** BEGIN **

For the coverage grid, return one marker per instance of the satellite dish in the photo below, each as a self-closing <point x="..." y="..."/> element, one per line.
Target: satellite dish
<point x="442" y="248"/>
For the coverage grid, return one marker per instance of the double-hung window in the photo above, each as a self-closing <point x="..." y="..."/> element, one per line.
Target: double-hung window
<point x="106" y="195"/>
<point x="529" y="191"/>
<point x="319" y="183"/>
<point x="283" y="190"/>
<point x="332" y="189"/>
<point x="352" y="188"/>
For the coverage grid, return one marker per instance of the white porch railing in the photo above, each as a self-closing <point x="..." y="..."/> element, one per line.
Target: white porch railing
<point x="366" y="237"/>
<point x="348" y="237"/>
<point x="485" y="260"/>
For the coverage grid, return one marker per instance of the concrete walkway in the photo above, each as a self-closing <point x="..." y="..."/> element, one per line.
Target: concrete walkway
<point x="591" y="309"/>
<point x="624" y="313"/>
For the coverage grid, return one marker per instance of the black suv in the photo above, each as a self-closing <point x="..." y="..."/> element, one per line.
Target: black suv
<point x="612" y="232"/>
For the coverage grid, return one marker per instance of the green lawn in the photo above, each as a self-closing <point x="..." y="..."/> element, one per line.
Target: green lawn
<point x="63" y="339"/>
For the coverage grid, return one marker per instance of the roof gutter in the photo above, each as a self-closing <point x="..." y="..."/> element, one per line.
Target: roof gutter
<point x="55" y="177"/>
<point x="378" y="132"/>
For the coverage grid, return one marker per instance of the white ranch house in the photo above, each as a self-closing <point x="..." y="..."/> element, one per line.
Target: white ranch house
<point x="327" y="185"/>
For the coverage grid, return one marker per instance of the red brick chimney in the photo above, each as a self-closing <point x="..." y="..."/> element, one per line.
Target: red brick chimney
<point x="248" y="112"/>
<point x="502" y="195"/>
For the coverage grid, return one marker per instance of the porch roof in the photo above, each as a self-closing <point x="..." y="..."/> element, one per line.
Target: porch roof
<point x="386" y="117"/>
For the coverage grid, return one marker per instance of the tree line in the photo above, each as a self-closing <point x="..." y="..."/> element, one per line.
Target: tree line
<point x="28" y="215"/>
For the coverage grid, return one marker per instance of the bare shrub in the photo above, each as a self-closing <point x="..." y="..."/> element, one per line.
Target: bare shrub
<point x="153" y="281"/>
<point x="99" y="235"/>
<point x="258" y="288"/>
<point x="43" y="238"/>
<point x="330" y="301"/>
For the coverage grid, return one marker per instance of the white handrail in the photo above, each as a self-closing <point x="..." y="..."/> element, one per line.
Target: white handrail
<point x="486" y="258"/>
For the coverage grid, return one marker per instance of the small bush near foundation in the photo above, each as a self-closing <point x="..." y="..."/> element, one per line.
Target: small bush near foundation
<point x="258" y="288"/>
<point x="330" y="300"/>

** END **

Turn the lines above, from the line holding "of the porch" through the end of the records (both ends included), into a Markdown table. Use two columns: Row for a running number and Line for the text. Leave out any blank lines.

→ WRITTEN RESPONSE:
| Row | Line |
|---|---|
| 1 | For the coverage grid, return one marker per instance of the porch roof in the photo above, each as a self-closing <point x="..." y="..."/> element, one per line. |
| 2 | Target: porch roof |
| 3 | <point x="386" y="117"/> |
| 4 | For the coverage grid, return one marker per instance of the tree line in the photo above, each as a self-closing <point x="..." y="..."/> element, one per line. |
| 5 | Target: tree line |
| 6 | <point x="28" y="215"/> |
| 7 | For the coverage grid, return one marker per instance of the bare shrub in the photo above, each as a self-closing <point x="..." y="..."/> element, one per line. |
| 8 | Target: bare shrub |
| 9 | <point x="153" y="281"/> |
| 10 | <point x="99" y="235"/> |
| 11 | <point x="258" y="288"/> |
| 12 | <point x="43" y="238"/> |
| 13 | <point x="330" y="301"/> |
| 14 | For the coverage grid, return one marker per instance of the white handrail in the photo above, each as a self-closing <point x="..." y="..."/> element, one per line. |
| 15 | Target: white handrail |
| 16 | <point x="486" y="258"/> |
| 17 | For the coverage grid, return one marker per instance of the small bush near foundation in the photo above, each as a self-closing <point x="..." y="..."/> element, one per line. |
| 18 | Target: small bush near foundation |
| 19 | <point x="258" y="288"/> |
| 20 | <point x="330" y="300"/> |